* **Prompt 1**: In the passage on early termination of PFI contracts, which PFI project was terminated in 2014?
* **Prompt 2**: List the terms the passage on early termination of PFI contracts uses to characterize voluntary termination as a transaction.

* **Exercise passage**:
HM Treasury has released a new PPP Policy Note on the early termination of PFI contracts, a copy of the note can be accessed here.
The note describes HM Treasury’s approach to early termination where neither party is in default under the terms of the project agreement, but where the public authority nevertheless wishes to voluntarily terminate the PFI arrangement. Public authorities seem to have become more aware of the possibility of using this option since the termination of the Hexham General Hospital PFI in 2014 (see Case Study below).
The publication of this new Policy Note may suggest that Government expects the voluntary termination of PFI projects to become routine, but the tone of the note and approach outlined indicate that this is unlikely, with voluntary termination being described as a novel, contentious and potentially repercussive transaction and the incidence of voluntary termination is anticipated to be low.

Natural-language object grounding data
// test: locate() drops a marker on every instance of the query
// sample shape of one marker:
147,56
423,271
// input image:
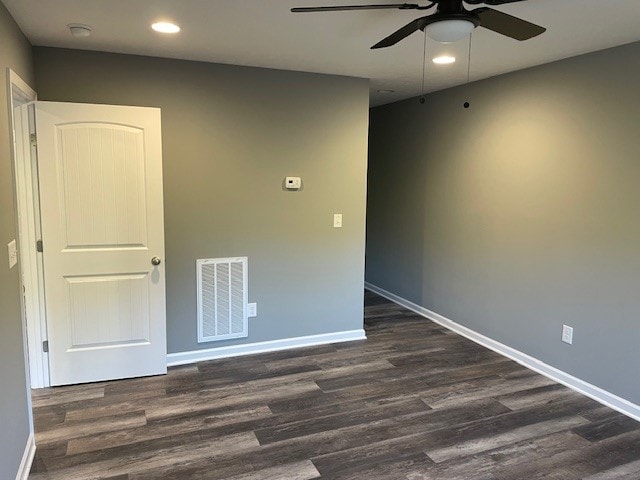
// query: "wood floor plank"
412,402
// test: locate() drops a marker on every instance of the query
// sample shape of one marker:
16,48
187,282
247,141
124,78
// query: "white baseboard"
27,458
606,398
183,358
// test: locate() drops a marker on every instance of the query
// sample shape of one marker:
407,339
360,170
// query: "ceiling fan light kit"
450,22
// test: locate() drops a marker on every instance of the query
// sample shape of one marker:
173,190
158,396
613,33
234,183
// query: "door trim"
27,210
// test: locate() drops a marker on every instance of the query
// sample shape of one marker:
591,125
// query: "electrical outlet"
567,334
13,253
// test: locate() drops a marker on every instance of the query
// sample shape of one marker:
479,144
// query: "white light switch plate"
13,253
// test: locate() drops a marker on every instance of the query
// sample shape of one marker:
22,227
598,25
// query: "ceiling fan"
450,22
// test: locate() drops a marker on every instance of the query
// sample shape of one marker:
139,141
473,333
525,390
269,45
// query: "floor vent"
222,298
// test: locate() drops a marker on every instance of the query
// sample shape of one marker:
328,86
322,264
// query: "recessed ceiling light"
79,29
444,60
165,27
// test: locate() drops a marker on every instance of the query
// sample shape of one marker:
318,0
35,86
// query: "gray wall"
15,53
230,136
520,213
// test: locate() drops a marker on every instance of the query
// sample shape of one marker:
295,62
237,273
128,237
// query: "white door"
100,174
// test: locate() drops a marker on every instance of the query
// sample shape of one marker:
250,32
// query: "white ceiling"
264,33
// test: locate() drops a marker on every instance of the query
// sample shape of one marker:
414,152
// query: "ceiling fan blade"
399,6
402,33
507,25
492,2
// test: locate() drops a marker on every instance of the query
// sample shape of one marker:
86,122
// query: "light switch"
13,253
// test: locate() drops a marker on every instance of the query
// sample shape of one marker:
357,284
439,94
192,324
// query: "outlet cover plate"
567,334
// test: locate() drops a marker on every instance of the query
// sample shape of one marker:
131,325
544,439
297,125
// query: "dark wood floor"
414,402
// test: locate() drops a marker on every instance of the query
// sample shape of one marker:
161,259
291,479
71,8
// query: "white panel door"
100,172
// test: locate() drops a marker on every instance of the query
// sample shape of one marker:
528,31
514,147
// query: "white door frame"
28,214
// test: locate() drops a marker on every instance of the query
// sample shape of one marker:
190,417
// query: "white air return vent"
222,298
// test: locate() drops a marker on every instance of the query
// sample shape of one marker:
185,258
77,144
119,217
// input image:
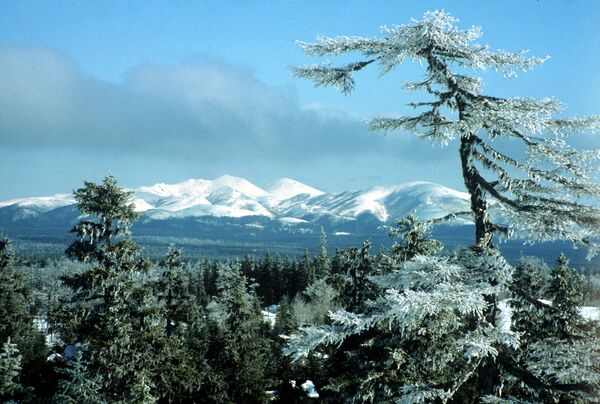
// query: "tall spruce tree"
542,194
17,321
246,353
539,195
10,370
560,350
115,322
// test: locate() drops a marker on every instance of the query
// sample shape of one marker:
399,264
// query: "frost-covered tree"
543,194
514,157
245,358
112,310
425,338
17,321
560,351
77,384
321,263
414,235
10,370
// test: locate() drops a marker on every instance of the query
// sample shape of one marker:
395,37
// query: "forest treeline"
109,325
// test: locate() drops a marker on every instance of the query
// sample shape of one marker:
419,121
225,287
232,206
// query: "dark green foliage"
246,352
77,384
10,370
115,311
560,351
322,265
17,323
565,292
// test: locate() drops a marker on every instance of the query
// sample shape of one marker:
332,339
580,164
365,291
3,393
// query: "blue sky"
165,91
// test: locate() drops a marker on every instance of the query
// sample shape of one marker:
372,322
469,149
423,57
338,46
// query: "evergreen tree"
528,286
286,321
246,352
174,290
17,323
10,370
307,269
77,384
565,292
561,351
541,195
322,264
415,241
113,304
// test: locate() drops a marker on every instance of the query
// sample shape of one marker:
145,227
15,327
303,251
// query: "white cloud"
211,111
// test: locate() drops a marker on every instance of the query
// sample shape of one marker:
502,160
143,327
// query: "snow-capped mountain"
285,199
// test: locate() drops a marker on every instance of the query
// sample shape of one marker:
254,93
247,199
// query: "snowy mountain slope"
42,203
286,188
286,199
385,203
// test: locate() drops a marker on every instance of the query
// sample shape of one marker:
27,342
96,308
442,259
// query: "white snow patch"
292,220
45,203
285,188
310,389
505,317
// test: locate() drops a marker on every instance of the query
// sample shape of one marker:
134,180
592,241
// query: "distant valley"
230,216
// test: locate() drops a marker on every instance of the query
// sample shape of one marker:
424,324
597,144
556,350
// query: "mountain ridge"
229,196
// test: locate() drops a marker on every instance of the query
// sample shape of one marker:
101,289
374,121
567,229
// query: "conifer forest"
416,322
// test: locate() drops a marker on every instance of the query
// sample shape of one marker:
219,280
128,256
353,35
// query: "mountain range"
286,200
230,216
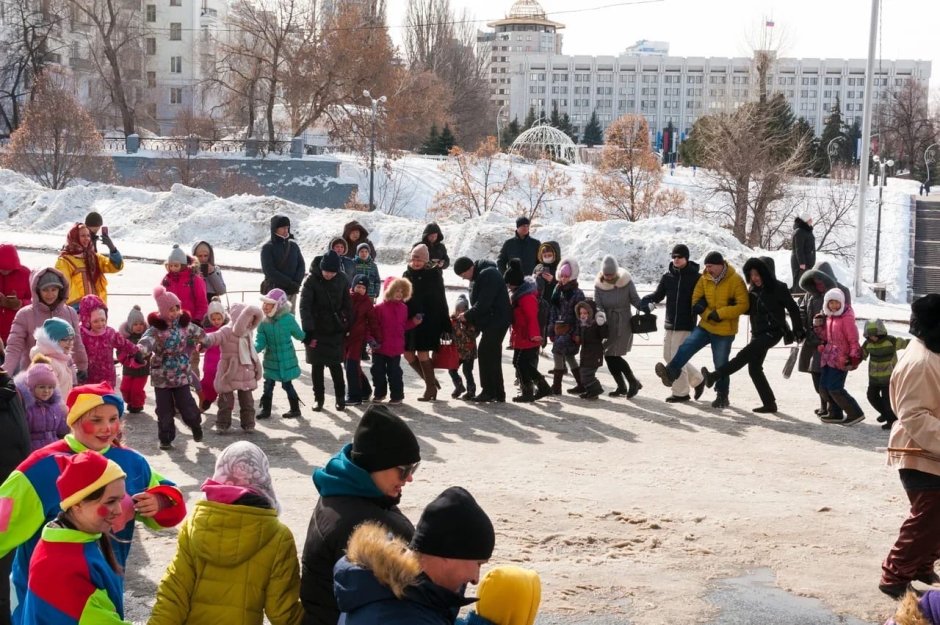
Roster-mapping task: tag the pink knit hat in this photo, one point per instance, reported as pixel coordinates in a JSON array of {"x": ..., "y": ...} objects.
[{"x": 165, "y": 300}]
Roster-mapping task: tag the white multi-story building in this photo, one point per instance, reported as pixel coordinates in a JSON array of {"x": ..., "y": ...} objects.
[
  {"x": 525, "y": 30},
  {"x": 166, "y": 67},
  {"x": 678, "y": 90}
]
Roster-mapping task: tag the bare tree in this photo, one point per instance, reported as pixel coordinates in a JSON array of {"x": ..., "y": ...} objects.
[
  {"x": 114, "y": 41},
  {"x": 476, "y": 182},
  {"x": 908, "y": 125},
  {"x": 28, "y": 45},
  {"x": 441, "y": 41},
  {"x": 629, "y": 174},
  {"x": 57, "y": 141},
  {"x": 751, "y": 158}
]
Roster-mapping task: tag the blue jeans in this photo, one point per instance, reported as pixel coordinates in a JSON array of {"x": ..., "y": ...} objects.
[
  {"x": 832, "y": 382},
  {"x": 386, "y": 372},
  {"x": 357, "y": 384},
  {"x": 721, "y": 351}
]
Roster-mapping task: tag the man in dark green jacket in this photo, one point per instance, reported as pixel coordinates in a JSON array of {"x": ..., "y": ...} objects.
[{"x": 363, "y": 482}]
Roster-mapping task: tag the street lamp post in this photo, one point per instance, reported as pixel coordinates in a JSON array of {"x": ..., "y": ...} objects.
[
  {"x": 930, "y": 155},
  {"x": 375, "y": 112},
  {"x": 881, "y": 180}
]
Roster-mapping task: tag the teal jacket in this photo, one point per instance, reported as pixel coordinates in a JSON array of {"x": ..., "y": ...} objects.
[{"x": 274, "y": 339}]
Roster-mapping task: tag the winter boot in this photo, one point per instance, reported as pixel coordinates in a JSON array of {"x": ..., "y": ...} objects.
[
  {"x": 294, "y": 411},
  {"x": 526, "y": 393},
  {"x": 430, "y": 382},
  {"x": 613, "y": 365},
  {"x": 592, "y": 391},
  {"x": 634, "y": 384},
  {"x": 459, "y": 388},
  {"x": 578, "y": 389},
  {"x": 265, "y": 412},
  {"x": 542, "y": 389}
]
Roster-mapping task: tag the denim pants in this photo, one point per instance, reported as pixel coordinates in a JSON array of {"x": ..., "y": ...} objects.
[
  {"x": 721, "y": 350},
  {"x": 387, "y": 374}
]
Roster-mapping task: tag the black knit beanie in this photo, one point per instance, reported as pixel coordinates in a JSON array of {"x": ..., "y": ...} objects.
[
  {"x": 454, "y": 526},
  {"x": 714, "y": 258},
  {"x": 462, "y": 264},
  {"x": 514, "y": 275},
  {"x": 382, "y": 441},
  {"x": 681, "y": 250}
]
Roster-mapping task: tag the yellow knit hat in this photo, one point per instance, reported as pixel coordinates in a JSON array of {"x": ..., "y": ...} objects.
[{"x": 510, "y": 595}]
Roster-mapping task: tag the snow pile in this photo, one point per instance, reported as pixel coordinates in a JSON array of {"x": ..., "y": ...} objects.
[{"x": 184, "y": 215}]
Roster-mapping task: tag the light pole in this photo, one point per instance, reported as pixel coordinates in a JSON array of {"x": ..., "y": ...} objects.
[
  {"x": 881, "y": 183},
  {"x": 375, "y": 112},
  {"x": 829, "y": 151},
  {"x": 930, "y": 155}
]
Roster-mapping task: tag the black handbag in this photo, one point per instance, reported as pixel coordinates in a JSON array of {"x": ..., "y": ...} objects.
[{"x": 644, "y": 323}]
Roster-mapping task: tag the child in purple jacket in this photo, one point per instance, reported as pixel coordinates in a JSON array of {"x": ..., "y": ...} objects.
[{"x": 45, "y": 409}]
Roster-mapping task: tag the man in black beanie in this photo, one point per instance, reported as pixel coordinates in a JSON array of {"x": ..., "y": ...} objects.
[
  {"x": 676, "y": 286},
  {"x": 282, "y": 262},
  {"x": 363, "y": 482},
  {"x": 377, "y": 583},
  {"x": 520, "y": 245},
  {"x": 491, "y": 313},
  {"x": 915, "y": 398}
]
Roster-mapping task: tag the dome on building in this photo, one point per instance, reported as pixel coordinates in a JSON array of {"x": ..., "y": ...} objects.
[
  {"x": 545, "y": 141},
  {"x": 526, "y": 9}
]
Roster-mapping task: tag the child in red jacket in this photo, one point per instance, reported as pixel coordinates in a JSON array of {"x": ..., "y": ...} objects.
[
  {"x": 363, "y": 330},
  {"x": 525, "y": 337},
  {"x": 841, "y": 353}
]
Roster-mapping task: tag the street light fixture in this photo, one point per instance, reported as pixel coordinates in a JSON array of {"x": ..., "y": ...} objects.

* **Response box 1**: The Hexham General Hospital PFI.

* **Response box 2**: novel, contentious, potentially repercussive